Noé
Ibáñez Martínez
Una
llamada telefónica de mi madre me desconcertó. Me hizo una pregunta que no le
pude responder y me dejó pensando. En los últimos días, dice que ha seguido las
noticias sobre el caso de los normalistas asesinados y desaparecidos en Iguala
en la noche del 26 y las primeras horas del 27 de septiembre. Como madre, sin
duda al enterarse, se horrorizó de cómo asesinaron y desaparecieron a 43
normalistas, pero no sabía por qué; y me preguntó:
- ¿Por qué el gobierno quiere que estudien los
jóvenes, pero luego los manda a matar?
No
supe darle una respuesta concreta. Traté de explicarle que de acuerdo a lo que
se sabe en los medios de comunicación, es que un grupo armado en complicidad
con policías municipales, les dispararon y se llevaron a varios sin que nada se
sepa de ellos hasta el momento.
La
magnitud de los hechos en Iguala ha acaparado la atención, indignación y
repudio de la comunidad internacional; pero también, ha despertado la inquietud
y preocupación de padres de familia quienes tienen hijos estudiando en alguna
escuela fuera de sus comunidades. Temen que las autoridades ―de cualquier
nivel― lleven a cabo algún acto de injusticia como la que ocurrió con los
jóvenes en Iguala.
Además
de este impacto psicológico, a 24 días de los sucesos, aún no aparecen los 43
estudiantes. La reacción de los padres, normalistas, maestros y otros sectores
de la sociedad ha ido escalando de magnitud. Su exigencia en primer término es
que aparezcan con vida los normalistas, y en segundo lugar, el castigo a los
responsables. Pero mientras continúa la búsqueda, el alcance de este suceso ha
repercutido en otros ámbitos como la economía y la política.

Datos proporcionados =

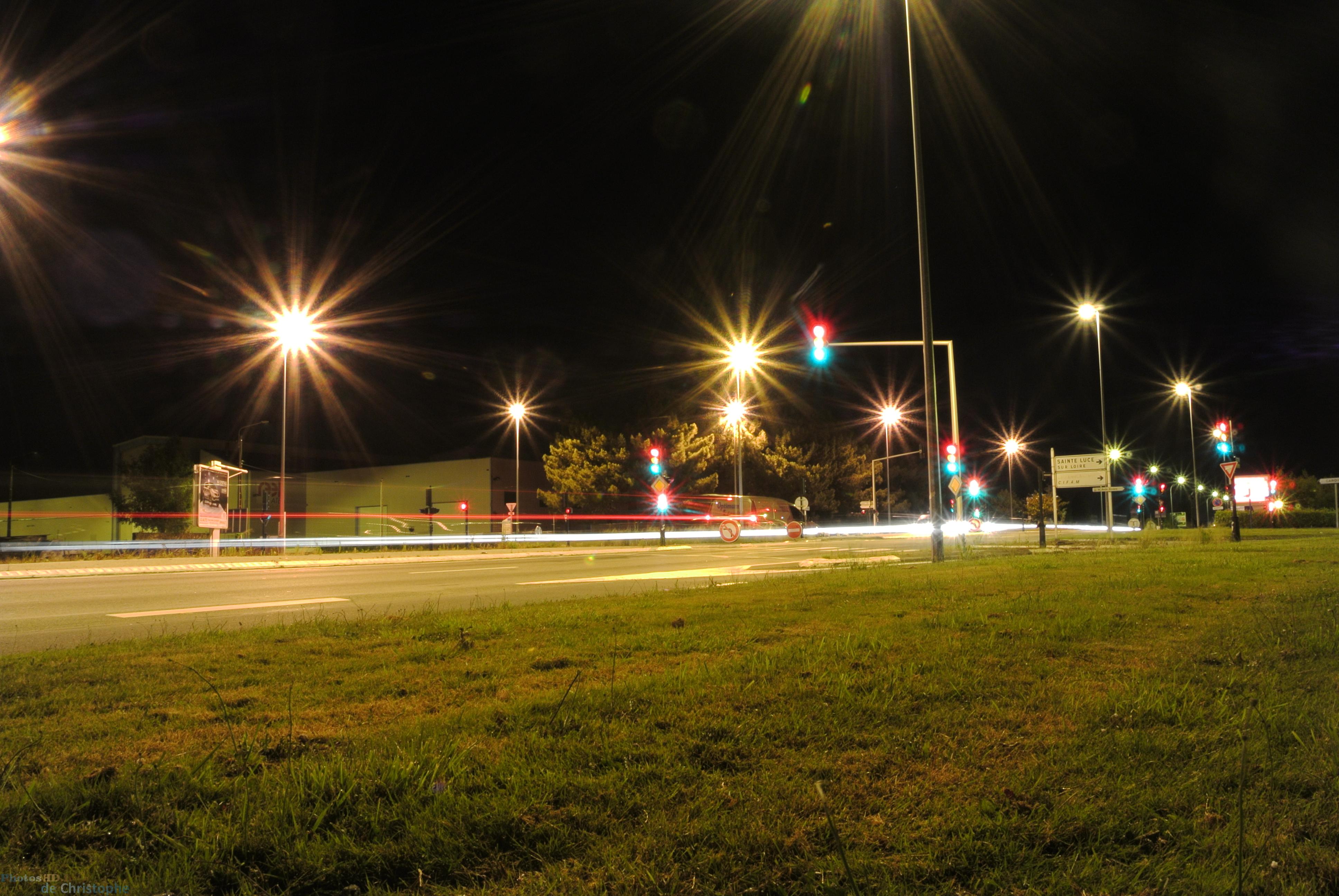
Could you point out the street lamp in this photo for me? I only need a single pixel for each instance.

Ejercicio propuesto 1 =
Responde con base en el fragmento del documento sobre los normalistas de Iguala:
(a) ¿En qué noche y madrugada ocurrieron los hechos?
(b) ¿Cuántos días han pasado desde los sucesos y cuántos estudiantes aún no aparecen?
(c) ¿Qué se exige en segundo lugar?
Ejercicio propuesto 2 = Prolonga el texto sobre el caso de los normalistas de Iguala a partir de su última oración.
Para resolver lo que se pide no hacen falta los datos.

Respuesta final 1 =
(a) En la noche del 26 y las primeras horas del 27 de septiembre.
(b) Han pasado 24 días y aún no aparecen 43 estudiantes.
(c) El castigo a los responsables.

Respuesta final 2 =
En
la primera, el mismo secretario de Hacienda, Luis Videgaray reconoció que la
percepción de México ante los ojos de los inversionistas podría verse afectada.
“Por supuesto que hechos tan graves como estos pueden tener un efecto sobre la
percepción del país en general, en la comunidad económica, en la comunidad de
inversionistas”, dijo una entrevista.
Incluso
también hace unos días, el alcalde de Acapulco, Luis Walton ha reconocido que
tras los hechos en Iguala y las constantes manifestaciones en Chilpancingo y
otras ciudades del estado, y la toma de la Autopista del Sol, ha “espantado” el
turismo en el puerto, y urgió a las autoridades encontrar a los normalistas
desaparecidos.
Por
su parte, Joaquín Badillo, presidente de la Coparmex en el puerto de Acapulco, confirmó
que esos hechos han generado situaciones complicadas para el sector económico,
y mencionó que el anuncio de la megamarcha generó incertidumbre entre la
población; “notas informativas no agradables provocaron cancelaciones de
cuartos de hotel y de vuelos internacionales de avión, en 70 por ciento para
este fin de semana”.
En
el plano político, sin duda, el caso Iguala ya se politizó; a pesar del llamado
de varios personajes a evitar sacar “raja política”. La dirigencia nacional del
PAN y cierto sector del mismo PRD, están más preocupados y ocupados en insistir
en la dimisión del gobernador Ángel Aguirre Rivero que asumir su propia
responsabilidad. ¿Qué autoridad moral tienen para urgir que Aguirre renuncie si
fueron ellos quienes designaron un candidato que, sabían, tenían nexos con el
crimen organizado?
Sin
duda, sobre estos hechos hay preguntas en el aire todavía que la autoridad
federal que asumió el control de las investigaciones, tiene que responder y
pronto. Mientras que los padres de los jóvenes continúan con la incertidumbre
de saber qué pasó con sus hijos, y mantienen la esperanza de localizarlos con
vida. Eso si la versión del padre Solalinde no lo confirme la PGR.
Lo
que sí podemos confirmar es que los hechos en Iguala y Tlatlaya ponen en jaque
las instituciones del país y es una prueba dura para el Estado mexicano. Es
claramente, un escenario de desaparición forzada donde participaron agentes
municipales. Nada volverá ser lo mismo, seguramente habrá cambios importantes
en la política pública.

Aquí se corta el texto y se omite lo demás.